Stored data entries:
####

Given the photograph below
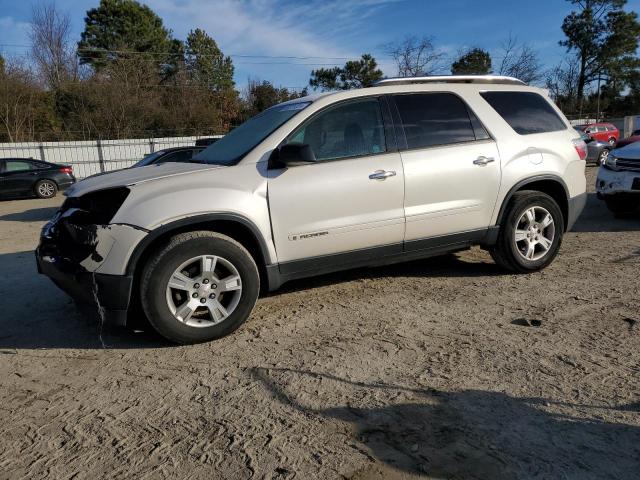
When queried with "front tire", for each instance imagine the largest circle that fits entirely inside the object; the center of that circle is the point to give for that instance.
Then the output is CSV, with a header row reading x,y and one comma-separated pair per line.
x,y
530,233
198,287
46,189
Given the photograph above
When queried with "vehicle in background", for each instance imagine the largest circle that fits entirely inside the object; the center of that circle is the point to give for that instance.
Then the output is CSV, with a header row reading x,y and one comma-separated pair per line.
x,y
618,181
634,137
27,177
605,132
597,151
175,154
406,169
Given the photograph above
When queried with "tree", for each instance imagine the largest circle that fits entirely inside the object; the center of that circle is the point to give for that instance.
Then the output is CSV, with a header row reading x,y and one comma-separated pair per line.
x,y
24,108
520,61
354,74
206,63
261,95
125,29
474,61
604,37
416,56
562,83
51,45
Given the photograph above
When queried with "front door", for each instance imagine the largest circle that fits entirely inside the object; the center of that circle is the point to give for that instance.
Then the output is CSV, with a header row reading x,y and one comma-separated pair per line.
x,y
349,200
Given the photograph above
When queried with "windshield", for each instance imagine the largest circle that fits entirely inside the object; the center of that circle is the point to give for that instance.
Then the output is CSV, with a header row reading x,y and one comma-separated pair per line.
x,y
148,159
231,148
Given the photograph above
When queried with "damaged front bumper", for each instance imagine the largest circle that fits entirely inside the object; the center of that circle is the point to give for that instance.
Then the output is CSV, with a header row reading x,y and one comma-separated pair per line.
x,y
108,294
87,262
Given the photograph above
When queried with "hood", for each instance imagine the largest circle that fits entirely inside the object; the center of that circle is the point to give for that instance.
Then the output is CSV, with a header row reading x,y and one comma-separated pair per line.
x,y
631,151
133,176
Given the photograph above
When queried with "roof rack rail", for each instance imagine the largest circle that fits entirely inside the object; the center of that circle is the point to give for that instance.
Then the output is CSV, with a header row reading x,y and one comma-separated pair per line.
x,y
495,79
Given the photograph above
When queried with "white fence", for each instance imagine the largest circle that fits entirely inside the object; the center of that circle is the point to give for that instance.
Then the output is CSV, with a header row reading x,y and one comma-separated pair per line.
x,y
90,157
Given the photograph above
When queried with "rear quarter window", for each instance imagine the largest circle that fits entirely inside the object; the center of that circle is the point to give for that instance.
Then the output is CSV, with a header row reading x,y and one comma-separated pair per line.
x,y
526,112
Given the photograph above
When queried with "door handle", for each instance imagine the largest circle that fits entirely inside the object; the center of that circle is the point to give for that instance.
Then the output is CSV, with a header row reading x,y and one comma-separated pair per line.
x,y
482,160
382,174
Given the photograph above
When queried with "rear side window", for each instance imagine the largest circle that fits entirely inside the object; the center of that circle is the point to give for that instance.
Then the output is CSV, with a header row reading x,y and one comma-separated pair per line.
x,y
17,166
435,119
525,112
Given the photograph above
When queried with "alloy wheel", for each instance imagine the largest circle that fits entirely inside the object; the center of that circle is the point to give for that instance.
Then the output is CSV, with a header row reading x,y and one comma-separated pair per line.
x,y
46,189
204,291
534,234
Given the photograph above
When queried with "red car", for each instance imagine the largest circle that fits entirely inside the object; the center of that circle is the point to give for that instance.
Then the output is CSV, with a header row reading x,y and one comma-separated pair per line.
x,y
605,132
634,137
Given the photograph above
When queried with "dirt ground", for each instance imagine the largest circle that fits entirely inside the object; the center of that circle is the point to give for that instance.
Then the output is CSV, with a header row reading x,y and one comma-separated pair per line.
x,y
443,368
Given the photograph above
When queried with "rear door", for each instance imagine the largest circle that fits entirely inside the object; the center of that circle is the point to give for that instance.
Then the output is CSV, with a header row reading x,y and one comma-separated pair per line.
x,y
451,165
349,200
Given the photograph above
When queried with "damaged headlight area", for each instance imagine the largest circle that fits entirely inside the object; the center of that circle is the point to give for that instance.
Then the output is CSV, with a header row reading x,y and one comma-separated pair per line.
x,y
97,208
71,235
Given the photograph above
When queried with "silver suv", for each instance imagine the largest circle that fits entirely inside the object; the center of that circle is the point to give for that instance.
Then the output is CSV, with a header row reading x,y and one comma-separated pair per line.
x,y
407,169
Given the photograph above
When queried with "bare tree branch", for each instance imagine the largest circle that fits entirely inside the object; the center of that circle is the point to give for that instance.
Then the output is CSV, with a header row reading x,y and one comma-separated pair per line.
x,y
51,46
520,61
416,56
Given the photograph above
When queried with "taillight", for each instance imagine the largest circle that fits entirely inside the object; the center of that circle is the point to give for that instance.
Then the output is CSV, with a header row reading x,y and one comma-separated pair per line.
x,y
581,148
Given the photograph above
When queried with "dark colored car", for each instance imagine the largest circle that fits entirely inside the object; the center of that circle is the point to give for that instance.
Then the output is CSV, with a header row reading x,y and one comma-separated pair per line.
x,y
597,151
605,132
26,177
205,142
176,154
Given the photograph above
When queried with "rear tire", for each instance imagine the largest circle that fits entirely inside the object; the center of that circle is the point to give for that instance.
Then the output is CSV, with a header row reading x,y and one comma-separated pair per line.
x,y
45,188
530,233
215,308
602,156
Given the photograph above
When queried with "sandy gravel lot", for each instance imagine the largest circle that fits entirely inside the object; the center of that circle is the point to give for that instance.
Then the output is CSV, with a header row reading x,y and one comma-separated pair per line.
x,y
429,369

####

What is expected: Retype every entry exactly as written, but omit the pictures.

Exercise result:
Given the photograph below
When queried with "front tire", for each instance imagine the largest circle that fits entirely inside the object; the center of that circle is the point to give for that instance.
Then the output is CSV, with a header row reading x,y and one comma-separated pair per line.
x,y
530,233
198,287
46,189
Given the photograph above
When queried with "vehicle in background", for each instance imagine the largest circle that fits entirely inside the object; the center of that circle is the point to give for that instance.
Then the output is CSV, with a header row reading x,y and one comma-separated pair per line.
x,y
618,181
634,137
27,177
605,132
597,151
175,154
406,169
Given the photograph above
When queried with "tree", for each instance imagine the largest circle that fits entirely inside the object; the center of that circle is the point to give for that instance.
Then the output is CSV, with a header row reading x,y and one comma-separated pair per line.
x,y
24,108
520,61
354,74
206,63
261,95
125,29
474,61
604,37
416,56
562,83
51,45
Given the photograph above
When queried with "front door", for each instance imagine the largest circle that fits entirely inside the object; the center of that circle is the point to give for that instance.
Then the output is CSV, with a header row reading x,y and one comma-separated pair per line.
x,y
349,200
Given the photograph above
When queried with "windshield", for each instance imagine the largest circle that fits entirely inside the object; the center of that circle is the point to give for that instance.
Then the output is CSV, with a header row reading x,y and one comma-separated pair per line.
x,y
148,159
231,148
Given the photograph above
When queried with "damaged front bumper", for each instance imagine the largest circle that fits entirely inside the object; the center of that circle is the point to give for that instance.
Then the output is CSV, with a header row reading x,y and one comma-separated pair per line.
x,y
108,294
87,262
Given the photograph above
When queried with "hood", for each instance imagine the largest circle that fits entirely inside the object; the center of that circle is the point to give for that instance.
Then the output is CSV, with a header row reading x,y and one comma-separated pair per line.
x,y
631,151
133,176
Given the photograph above
When queried with "roof rack rail", for each instance imagine the largest circle that fits entirely inside the object; the center of that circle is the point to give for that instance.
Then the output is CSV, with a header row reading x,y and one comma-separated pair per line.
x,y
495,79
Given the photograph above
When queried with "white fence", for each instance imagine the largest circle that fits entirely inside the object; the center of that circle is the point to give for that instance.
Then the output is CSV, with a header row reading x,y and one comma-separated pair per line.
x,y
90,157
Given the photograph above
When queried with "rear quarter window", for each instance imagine the largest circle that fits entirely inside the object; the center of that circle is the point to give for that instance.
Then the output is CSV, with a header row reading x,y and one comma-separated pair per line.
x,y
526,112
Given the photograph above
When queried with "door handle", for each instance imagine the largest circle that fits entirely inside the object; the center of that circle is the point to give for that instance.
Then the output is CSV, with a header row reading x,y and one comma-separated pair per line.
x,y
482,160
382,174
Given the photograph above
When queried with "rear side window", for each instance imagine the largest circle that fits entirely inside the object; the center of that circle is the point to give for that instance.
Then the output is CSV, with a header row reading x,y and one comma-separated pair per line.
x,y
17,166
435,119
525,112
Given the photograph above
When queried with "alloy wheel", for each instance imagine the largest circle that fits entirely inside the object; the center of that circle is the point to give for that instance.
Then the output is CSV, with a header row reading x,y and one comma-separated pair per line.
x,y
46,189
204,291
534,234
Given the photograph above
When queried with "red car", for each instance imagine the largest circle that fits entirely inside the object; the center of that circle is the point to give for that instance.
Then the output is CSV, with a header row reading x,y and one comma-separated pair per line.
x,y
605,132
634,137
Given the photograph above
When queried with "dirt ground", for each instance imagine the largest circle that fits entirely inside the object; the center of that circle is the point to give for that instance.
Then the output is CSV, with a header row reading x,y and one comma-separated pair per line.
x,y
443,368
Given the photograph above
When queried with "rear door", for each instance imagine the largest circle that fits entirely inside the object; the center of that circle is the point to give for that instance.
Then the output is CSV, with a header row reading x,y and one comma-separated pair per line.
x,y
451,165
349,200
Given the photograph above
When queried with "damaged headlight area", for each instance imagine the largest circle that fits entirely inside the object; the center of that circle is the point to give for that instance.
Then the output is CSV, with a header row reading x,y and one comma-separated pair per line.
x,y
97,208
71,235
Given the photograph above
When queried with "silver suv", for each instance imagine the largest circle that fits entirely inside the object; the center of that circle is the point to give for that instance.
Then the output is CSV, with a header row reading x,y and one comma-separated pair per line.
x,y
407,169
Given the photograph above
When queried with "bare tree branch", for each instance imagine the largest circle that fits entirely inside the object; the center of that circle is the point to give for that instance.
Then the output is CSV, with a header row reading x,y and one comma-separated pair per line.
x,y
51,46
520,61
416,56
Given the photograph above
When queried with "taillight", for each instance imagine the largest circle that fits entirely inside the object; the center of that circle is the point to give for that instance.
Then the output is CSV, with a header row reading x,y and one comma-separated pair per line.
x,y
581,148
Given the photograph above
When queried with "dark colored car", for each instance imagine the largest circle that fits entirely inside the object; the center of that circle is the point to give for that instance.
Then the output is CSV, with a header row reading x,y and one comma-separated pair per line.
x,y
597,151
605,132
26,177
205,142
176,154
Given the photograph above
When queried with "rear tire", for each instance imagine the largest circle that fits entirely inside the object; the center of that circle is the point to give for that instance.
Then the output is CSV, with a header row reading x,y and one comma-separated pair per line.
x,y
45,188
530,233
215,308
602,156
Given the photograph above
When queried with "sandy gravel lot", for each instance imagine the largest circle that fits entirely inside the object; the center of that circle is the point to give for that instance.
Then the output is CSV, with a header row reading x,y and one comma-separated pair per line.
x,y
429,369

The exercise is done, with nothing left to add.